= What the exercise asks =
From the first line to the last, write out the material verbatim.

= The data =

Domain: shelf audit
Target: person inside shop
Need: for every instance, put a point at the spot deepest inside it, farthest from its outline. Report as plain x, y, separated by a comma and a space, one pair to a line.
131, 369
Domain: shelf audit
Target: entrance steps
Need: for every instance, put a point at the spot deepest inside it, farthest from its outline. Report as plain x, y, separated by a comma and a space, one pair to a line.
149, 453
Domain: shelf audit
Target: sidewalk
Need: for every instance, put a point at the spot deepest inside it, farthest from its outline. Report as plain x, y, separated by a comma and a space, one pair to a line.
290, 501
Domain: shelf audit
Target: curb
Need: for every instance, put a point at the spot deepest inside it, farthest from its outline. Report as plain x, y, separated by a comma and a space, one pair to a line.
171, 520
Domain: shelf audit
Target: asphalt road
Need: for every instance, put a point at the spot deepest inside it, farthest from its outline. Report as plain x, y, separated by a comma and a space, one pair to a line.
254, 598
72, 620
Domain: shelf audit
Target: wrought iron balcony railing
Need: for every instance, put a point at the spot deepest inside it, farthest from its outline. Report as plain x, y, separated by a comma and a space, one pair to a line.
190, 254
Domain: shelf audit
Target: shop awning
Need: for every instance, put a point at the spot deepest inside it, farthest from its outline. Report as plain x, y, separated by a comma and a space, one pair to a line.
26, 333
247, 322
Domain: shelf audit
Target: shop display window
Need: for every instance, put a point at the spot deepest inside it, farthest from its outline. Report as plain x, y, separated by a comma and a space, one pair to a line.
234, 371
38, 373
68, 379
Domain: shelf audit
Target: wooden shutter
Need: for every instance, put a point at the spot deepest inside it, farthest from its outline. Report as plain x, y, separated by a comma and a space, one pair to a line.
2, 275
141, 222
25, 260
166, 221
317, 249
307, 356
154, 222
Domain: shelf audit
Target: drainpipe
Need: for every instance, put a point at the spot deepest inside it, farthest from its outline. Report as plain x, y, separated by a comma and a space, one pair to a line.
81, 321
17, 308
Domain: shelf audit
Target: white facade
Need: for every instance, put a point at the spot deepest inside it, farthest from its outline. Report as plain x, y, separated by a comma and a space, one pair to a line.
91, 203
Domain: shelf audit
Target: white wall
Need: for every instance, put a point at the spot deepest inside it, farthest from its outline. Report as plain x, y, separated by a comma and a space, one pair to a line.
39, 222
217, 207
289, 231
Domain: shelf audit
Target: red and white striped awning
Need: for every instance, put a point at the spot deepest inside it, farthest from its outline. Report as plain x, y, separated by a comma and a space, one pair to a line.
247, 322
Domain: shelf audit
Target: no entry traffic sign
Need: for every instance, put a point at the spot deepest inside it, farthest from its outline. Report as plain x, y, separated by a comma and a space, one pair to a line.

= Solution to this task =
Domain: shelf audit
Target: person inside shop
Need: for every instance, put a point at the spot deepest inside it, farthest from its outline. Report as plain x, y, separated by a comma and a space, one pair to a line.
131, 369
Domain: shelf audit
Target: entrance steps
Need: for every instance, put a point at the spot deepest inside it, farthest from its outline. Report as plain x, y, separated by a comma and a space, one pair to a line.
149, 453
Domain: shelf audit
Target: sidewalk
Need: for every instance, put a point at the spot deepest inside it, farthest from its outline. Report as plain x, y, separated by a comma and a space, one pair to a line.
290, 501
Domain: shelf audit
Target: curb
Need: for every instance, put a point at the spot deepest inside it, farthest from its outline. Report as plain x, y, separated by a comma and a space, one pair to a line.
171, 520
Domain: shelf audit
Target: asphalt road
Need: for every instance, put a point at the spot deepest inside it, farthest from its outline. Report as plain x, y, separated by a comma and a space, one pair to a line.
254, 598
72, 620
Domain: shelf audit
Target: wrought iron balcony railing
Need: for every instance, put a point at the spot deepest inside it, farthest from its outline. Report as plain x, y, separated by a comma and a space, one pair to a line.
190, 254
Domain: shelf audit
Target: shop awning
Need: for every instance, put a point at the spot deepest inside it, farthest from its outline. Report as plain x, y, separated by a comma and a space, one pair to a line.
26, 333
247, 322
Domain: shelf audit
Target: shop display window
Need: for every instance, put a point at the spot deepest inside it, farthest from its outline. Report as plain x, y, separated by a comma and a space, one pair to a line.
234, 371
38, 373
68, 379
Domain: shelf audit
Target: wooden shutter
Need: for every instance, put a point at the spot deepest inside it, farthest from its outline. Report as plain x, y, separated by a comma and a space, one pair to a line.
2, 275
141, 222
25, 260
166, 221
317, 249
307, 356
154, 222
Domain: shelf audit
Target: drainpipe
Need: for every instance, put a point at the spot deepest inside it, farthest from its outline. Report as plain x, y, separated by a comma and a space, one pair to a line.
81, 321
17, 308
Domain: shelf audit
Target: white facade
Need: for every instance, put a point at the spot deepest inside it, farthest from its outline. Report as plain x, y, separated by a comma and a space, one pair to a line.
91, 203
Domain: shelf audit
Target: white wall
Need: for every instance, put a point at the spot deepest inside it, farthest from its outline. Report as plain x, y, separated by a comma and a space, one pair to a line.
39, 222
217, 207
289, 231
Domain: shelf audit
Target: red and white striped awning
Need: for every instance, put a point at the spot deepest inside it, farthest from its outline. Report as plain x, y, separated by a comma and a space, one pair to a line.
247, 322
Domain: shelf audit
Target: no entry traffic sign
Need: for every instance, put a point at the spot deepest inside it, farthest from its outline. Report as plain x, y, separated by a comma and a space, one pair to a line.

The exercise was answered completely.